● **WHAT THE EXERCISE ASKS**
Locate every line in the data below that contains the word "toilet" and copy each one out in full. Case counts.

═════ EXTRACTED RECORDS ═════

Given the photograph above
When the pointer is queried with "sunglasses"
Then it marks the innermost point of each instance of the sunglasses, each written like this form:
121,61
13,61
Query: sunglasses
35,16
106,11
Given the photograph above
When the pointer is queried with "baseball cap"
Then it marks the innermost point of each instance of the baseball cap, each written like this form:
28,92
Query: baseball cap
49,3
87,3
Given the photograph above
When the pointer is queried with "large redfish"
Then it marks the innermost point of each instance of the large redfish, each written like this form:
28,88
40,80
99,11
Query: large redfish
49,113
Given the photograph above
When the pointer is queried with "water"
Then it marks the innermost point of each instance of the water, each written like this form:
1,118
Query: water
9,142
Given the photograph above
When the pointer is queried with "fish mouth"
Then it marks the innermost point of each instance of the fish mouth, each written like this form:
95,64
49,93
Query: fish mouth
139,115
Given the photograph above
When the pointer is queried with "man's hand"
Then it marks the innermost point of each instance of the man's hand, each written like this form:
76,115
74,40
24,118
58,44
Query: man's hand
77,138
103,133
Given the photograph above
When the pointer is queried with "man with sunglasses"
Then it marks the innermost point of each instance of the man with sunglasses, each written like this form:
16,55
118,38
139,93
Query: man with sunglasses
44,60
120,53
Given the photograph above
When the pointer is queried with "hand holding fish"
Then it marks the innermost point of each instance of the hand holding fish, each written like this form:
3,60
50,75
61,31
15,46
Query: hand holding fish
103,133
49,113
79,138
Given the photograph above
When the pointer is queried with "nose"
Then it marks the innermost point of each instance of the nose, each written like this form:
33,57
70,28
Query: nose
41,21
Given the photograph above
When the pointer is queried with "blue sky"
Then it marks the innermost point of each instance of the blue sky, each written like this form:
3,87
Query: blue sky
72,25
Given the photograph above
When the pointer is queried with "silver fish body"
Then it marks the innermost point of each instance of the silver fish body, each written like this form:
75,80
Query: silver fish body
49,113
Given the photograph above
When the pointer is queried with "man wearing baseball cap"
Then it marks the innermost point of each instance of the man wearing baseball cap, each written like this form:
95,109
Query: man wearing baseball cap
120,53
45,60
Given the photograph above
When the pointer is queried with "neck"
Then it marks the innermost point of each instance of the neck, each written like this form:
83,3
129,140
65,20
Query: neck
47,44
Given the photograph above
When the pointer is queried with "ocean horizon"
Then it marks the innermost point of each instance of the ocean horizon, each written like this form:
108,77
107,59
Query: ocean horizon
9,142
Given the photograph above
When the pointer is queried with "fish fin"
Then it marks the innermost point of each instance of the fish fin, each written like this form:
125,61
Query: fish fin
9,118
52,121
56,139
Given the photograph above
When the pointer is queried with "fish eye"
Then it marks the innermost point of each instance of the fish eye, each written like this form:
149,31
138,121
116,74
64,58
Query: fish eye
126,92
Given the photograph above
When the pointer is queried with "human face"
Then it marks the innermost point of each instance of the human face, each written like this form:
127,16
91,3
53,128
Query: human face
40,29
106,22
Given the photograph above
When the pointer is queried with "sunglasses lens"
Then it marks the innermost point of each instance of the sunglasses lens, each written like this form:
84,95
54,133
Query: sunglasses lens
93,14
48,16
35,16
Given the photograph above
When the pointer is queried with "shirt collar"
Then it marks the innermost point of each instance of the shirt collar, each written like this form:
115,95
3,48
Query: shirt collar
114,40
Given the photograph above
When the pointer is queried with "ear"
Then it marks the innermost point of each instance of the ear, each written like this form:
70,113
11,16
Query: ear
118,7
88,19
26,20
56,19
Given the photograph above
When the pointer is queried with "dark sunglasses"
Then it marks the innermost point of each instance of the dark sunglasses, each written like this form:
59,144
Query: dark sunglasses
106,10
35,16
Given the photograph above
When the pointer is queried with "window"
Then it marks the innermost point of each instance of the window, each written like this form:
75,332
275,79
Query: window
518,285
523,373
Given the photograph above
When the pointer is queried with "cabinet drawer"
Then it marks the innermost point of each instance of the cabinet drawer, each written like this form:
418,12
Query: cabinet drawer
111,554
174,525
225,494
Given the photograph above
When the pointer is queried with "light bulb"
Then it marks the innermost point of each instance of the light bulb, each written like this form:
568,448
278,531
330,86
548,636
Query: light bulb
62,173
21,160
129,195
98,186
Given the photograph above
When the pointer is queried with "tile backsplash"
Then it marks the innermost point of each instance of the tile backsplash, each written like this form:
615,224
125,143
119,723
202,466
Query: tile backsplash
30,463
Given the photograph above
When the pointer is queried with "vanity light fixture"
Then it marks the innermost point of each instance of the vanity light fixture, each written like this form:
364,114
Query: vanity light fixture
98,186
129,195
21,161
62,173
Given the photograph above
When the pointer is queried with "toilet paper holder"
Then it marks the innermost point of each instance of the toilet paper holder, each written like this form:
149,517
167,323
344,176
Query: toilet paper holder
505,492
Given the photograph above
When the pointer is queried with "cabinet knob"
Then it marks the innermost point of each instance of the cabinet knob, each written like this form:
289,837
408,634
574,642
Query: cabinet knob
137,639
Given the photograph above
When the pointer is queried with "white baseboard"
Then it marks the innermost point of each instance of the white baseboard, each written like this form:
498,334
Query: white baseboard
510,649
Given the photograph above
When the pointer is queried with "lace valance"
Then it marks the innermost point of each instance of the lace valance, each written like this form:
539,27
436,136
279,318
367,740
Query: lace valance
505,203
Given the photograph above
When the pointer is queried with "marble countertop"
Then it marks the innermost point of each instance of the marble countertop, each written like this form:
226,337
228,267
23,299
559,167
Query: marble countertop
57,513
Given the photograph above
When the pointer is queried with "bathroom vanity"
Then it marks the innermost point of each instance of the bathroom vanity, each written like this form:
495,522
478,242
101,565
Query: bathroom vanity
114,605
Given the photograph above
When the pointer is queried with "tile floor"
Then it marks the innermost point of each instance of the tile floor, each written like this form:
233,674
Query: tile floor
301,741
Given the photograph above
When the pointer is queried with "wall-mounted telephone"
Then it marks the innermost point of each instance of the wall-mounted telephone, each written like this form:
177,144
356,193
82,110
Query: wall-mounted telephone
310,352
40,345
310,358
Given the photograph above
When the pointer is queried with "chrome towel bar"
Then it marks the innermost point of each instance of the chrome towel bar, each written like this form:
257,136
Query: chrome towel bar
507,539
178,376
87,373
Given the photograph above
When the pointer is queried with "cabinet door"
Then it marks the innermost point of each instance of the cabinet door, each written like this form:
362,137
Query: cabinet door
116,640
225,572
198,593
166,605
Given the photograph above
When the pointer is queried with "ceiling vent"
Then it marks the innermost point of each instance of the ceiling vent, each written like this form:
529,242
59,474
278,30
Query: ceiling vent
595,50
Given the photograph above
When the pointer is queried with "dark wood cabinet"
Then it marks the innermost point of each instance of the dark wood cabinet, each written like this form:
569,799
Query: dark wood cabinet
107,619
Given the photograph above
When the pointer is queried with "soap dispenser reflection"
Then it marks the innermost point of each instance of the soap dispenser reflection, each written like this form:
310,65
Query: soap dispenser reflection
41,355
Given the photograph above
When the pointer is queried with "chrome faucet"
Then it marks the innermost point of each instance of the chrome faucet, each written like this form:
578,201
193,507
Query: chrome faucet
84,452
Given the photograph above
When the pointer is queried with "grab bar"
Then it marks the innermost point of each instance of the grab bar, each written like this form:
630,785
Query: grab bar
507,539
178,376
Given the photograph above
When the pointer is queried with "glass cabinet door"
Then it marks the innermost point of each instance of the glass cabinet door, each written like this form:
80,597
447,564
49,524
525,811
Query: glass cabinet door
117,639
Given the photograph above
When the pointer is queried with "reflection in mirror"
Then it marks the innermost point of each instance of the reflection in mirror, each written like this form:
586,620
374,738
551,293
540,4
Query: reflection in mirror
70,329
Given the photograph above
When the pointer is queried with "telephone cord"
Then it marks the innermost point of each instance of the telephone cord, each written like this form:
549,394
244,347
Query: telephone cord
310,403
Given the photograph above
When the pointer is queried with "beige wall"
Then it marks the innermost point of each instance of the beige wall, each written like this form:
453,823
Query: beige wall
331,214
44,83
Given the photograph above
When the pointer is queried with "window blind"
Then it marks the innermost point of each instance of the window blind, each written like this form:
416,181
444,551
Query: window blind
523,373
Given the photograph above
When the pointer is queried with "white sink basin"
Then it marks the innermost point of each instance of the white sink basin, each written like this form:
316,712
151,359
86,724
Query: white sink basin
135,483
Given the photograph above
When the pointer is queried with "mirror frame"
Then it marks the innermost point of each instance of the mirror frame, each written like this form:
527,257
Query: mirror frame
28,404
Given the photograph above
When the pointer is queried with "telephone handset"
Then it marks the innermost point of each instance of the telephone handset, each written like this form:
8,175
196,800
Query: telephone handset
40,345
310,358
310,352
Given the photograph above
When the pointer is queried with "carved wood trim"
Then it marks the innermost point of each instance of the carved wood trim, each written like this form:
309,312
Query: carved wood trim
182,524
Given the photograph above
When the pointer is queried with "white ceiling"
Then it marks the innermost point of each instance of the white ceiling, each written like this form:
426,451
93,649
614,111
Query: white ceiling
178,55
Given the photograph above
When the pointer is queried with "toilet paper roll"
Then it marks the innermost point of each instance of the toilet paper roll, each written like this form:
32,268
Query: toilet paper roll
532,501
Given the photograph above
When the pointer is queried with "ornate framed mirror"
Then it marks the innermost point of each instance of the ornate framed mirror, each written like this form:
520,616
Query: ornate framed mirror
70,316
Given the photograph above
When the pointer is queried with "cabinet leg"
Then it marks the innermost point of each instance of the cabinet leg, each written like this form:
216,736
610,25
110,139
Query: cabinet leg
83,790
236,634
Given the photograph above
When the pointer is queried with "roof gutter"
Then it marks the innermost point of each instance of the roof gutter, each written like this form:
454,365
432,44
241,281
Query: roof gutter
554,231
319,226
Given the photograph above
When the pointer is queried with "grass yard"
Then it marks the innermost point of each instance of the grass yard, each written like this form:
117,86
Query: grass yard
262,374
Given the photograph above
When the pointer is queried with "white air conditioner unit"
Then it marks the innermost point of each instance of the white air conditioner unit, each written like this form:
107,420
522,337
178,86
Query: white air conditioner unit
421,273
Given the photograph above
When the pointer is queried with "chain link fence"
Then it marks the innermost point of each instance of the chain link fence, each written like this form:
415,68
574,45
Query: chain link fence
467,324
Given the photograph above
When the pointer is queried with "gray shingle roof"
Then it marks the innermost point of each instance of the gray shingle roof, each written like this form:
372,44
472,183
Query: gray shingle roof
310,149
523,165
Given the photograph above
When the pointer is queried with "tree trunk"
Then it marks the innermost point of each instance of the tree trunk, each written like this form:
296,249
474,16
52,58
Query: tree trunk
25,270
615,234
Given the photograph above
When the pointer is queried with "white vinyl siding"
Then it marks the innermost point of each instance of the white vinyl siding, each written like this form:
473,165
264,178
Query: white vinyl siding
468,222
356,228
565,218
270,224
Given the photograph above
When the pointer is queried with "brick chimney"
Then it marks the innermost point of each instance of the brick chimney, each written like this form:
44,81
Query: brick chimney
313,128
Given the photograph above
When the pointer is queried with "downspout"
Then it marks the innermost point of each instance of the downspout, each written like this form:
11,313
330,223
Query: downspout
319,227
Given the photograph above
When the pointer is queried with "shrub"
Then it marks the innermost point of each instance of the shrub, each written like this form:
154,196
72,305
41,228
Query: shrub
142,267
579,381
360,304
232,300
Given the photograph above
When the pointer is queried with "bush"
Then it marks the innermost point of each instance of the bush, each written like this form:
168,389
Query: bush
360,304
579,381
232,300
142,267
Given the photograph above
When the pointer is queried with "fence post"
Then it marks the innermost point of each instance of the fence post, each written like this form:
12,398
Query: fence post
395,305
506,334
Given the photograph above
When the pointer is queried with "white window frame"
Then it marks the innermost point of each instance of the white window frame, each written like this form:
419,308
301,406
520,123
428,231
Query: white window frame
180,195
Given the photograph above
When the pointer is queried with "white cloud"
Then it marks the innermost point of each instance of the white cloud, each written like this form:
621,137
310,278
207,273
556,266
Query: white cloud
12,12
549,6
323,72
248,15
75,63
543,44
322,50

═════

● **EXERCISE RESULT**
When the pointer is queried with "toilet paper holder"
Then it marks the innermost point of each instance of the toilet paper holder, each written like this form:
Query: toilet paper holder
When the pointer is queried with "toilet paper roll"
Then it marks the innermost point of each instance of the toilet paper roll, each written like this form:
Query: toilet paper roll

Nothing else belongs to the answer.